- _Exercise requirements_
Reproduce the data below, switching each "Target" to "Label" and leaving every other character as it is.

## start Information provided

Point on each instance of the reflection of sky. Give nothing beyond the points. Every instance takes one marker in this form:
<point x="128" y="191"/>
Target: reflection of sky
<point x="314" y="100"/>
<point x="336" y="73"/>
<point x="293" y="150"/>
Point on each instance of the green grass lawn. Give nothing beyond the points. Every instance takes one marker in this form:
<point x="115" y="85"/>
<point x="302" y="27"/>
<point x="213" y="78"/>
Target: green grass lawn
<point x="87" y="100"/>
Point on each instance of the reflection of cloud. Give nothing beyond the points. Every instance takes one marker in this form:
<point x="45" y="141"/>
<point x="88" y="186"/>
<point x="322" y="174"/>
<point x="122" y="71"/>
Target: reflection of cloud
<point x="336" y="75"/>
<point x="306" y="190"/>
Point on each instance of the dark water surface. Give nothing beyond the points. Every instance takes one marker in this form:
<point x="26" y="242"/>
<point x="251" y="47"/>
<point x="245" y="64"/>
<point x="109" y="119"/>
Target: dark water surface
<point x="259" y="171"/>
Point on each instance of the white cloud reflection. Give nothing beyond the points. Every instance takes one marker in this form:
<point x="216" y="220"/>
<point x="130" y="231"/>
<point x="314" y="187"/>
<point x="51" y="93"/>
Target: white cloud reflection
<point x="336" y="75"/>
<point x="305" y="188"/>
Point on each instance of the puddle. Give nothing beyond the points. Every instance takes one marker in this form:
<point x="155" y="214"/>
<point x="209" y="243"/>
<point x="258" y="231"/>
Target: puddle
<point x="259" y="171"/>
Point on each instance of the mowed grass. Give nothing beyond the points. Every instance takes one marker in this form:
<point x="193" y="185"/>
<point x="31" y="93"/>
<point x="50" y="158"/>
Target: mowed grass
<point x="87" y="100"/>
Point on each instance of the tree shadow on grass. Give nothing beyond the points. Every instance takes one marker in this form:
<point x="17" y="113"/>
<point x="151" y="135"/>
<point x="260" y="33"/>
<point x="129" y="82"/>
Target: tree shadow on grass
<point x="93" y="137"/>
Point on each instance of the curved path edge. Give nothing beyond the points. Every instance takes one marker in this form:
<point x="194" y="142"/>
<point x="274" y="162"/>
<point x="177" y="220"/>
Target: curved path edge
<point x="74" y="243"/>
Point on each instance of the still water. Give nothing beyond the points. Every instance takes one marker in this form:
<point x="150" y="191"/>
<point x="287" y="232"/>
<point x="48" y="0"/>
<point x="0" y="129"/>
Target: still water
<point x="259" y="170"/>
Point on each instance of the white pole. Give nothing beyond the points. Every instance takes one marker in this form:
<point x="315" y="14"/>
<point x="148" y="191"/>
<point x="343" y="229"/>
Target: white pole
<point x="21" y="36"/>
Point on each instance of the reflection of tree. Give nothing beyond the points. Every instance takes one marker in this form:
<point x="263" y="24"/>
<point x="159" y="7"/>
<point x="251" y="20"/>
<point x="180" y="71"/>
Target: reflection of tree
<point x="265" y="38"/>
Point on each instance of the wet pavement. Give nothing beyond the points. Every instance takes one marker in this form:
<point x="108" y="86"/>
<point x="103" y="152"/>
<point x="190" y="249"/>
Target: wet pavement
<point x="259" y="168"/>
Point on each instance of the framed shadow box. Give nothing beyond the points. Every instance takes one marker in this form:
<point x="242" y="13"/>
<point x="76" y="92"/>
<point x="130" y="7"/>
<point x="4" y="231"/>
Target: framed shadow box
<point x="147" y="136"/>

## end Information provided

- _Complete response_
Point on each instance of the reflection of sky. Give nothing beyond the points. Every instance takes one marker in this form:
<point x="128" y="191"/>
Label: reflection of sky
<point x="314" y="100"/>
<point x="336" y="73"/>
<point x="293" y="150"/>
Point on each instance of the green grass lawn. Give nothing beyond the points. Every instance takes one marker in this form:
<point x="115" y="85"/>
<point x="302" y="27"/>
<point x="213" y="78"/>
Label: green grass lawn
<point x="87" y="100"/>
Point on each instance of the reflection of cloud. Give nothing beyond the points. Every instance takes one marker in this form:
<point x="45" y="141"/>
<point x="88" y="186"/>
<point x="322" y="174"/>
<point x="122" y="71"/>
Label: reflection of cloud
<point x="336" y="75"/>
<point x="306" y="190"/>
Point on each instance of the dark water surface. Give nothing beyond the points. Every instance takes one marker in this form:
<point x="26" y="242"/>
<point x="251" y="47"/>
<point x="245" y="64"/>
<point x="109" y="119"/>
Label: dark water surface
<point x="259" y="171"/>
Point on each instance of the white cloud reflection. Give nothing beyond the points. Every instance takes one marker in this form:
<point x="216" y="220"/>
<point x="130" y="231"/>
<point x="314" y="187"/>
<point x="51" y="93"/>
Label: white cloud reflection
<point x="336" y="75"/>
<point x="305" y="188"/>
Point on each instance of the puddle. Give nothing beyond the points. Every instance takes one marker in this form:
<point x="155" y="214"/>
<point x="209" y="243"/>
<point x="258" y="231"/>
Label: puddle
<point x="259" y="171"/>
Point on each instance of the mowed grass. Give nothing beyond the points. Every instance takes one marker in this form:
<point x="193" y="185"/>
<point x="31" y="93"/>
<point x="50" y="158"/>
Label: mowed grass
<point x="87" y="100"/>
Point on each instance of the tree shadow on grass. Give nothing beyond the points. Every instance takes one marker in this form:
<point x="17" y="113"/>
<point x="151" y="135"/>
<point x="260" y="33"/>
<point x="129" y="82"/>
Label: tree shadow on grass
<point x="93" y="137"/>
Point on each instance of the curved path edge. Give nothing beyond the points. Every instance takes one marker in this form:
<point x="194" y="142"/>
<point x="274" y="162"/>
<point x="177" y="220"/>
Label: curved path edge
<point x="74" y="243"/>
Point on each instance of the still water. Give nothing beyond the points. Every instance takes one marker in this form:
<point x="150" y="191"/>
<point x="287" y="232"/>
<point x="48" y="0"/>
<point x="0" y="129"/>
Label: still water
<point x="259" y="170"/>
Point on each instance of the white pole. Give nothing beyond the points. Every instance takes one marker in this form:
<point x="315" y="14"/>
<point x="148" y="191"/>
<point x="343" y="229"/>
Label: white pole
<point x="21" y="36"/>
Point on each instance of the reflection of tree. Give nothing beyond the points. Every instance takes one marker in this form:
<point x="263" y="24"/>
<point x="159" y="7"/>
<point x="251" y="20"/>
<point x="180" y="71"/>
Label: reflection of tree
<point x="265" y="38"/>
Point on each instance of the wet pavement. Give nothing beyond the points. Every instance takes one marker in this form:
<point x="108" y="86"/>
<point x="103" y="152"/>
<point x="190" y="249"/>
Label: wet pavement
<point x="259" y="168"/>
Point on each instance of the framed shadow box. Give nothing beyond the points. Every instance takes one marker in this form:
<point x="242" y="13"/>
<point x="76" y="92"/>
<point x="130" y="7"/>
<point x="4" y="231"/>
Label: framed shadow box
<point x="147" y="136"/>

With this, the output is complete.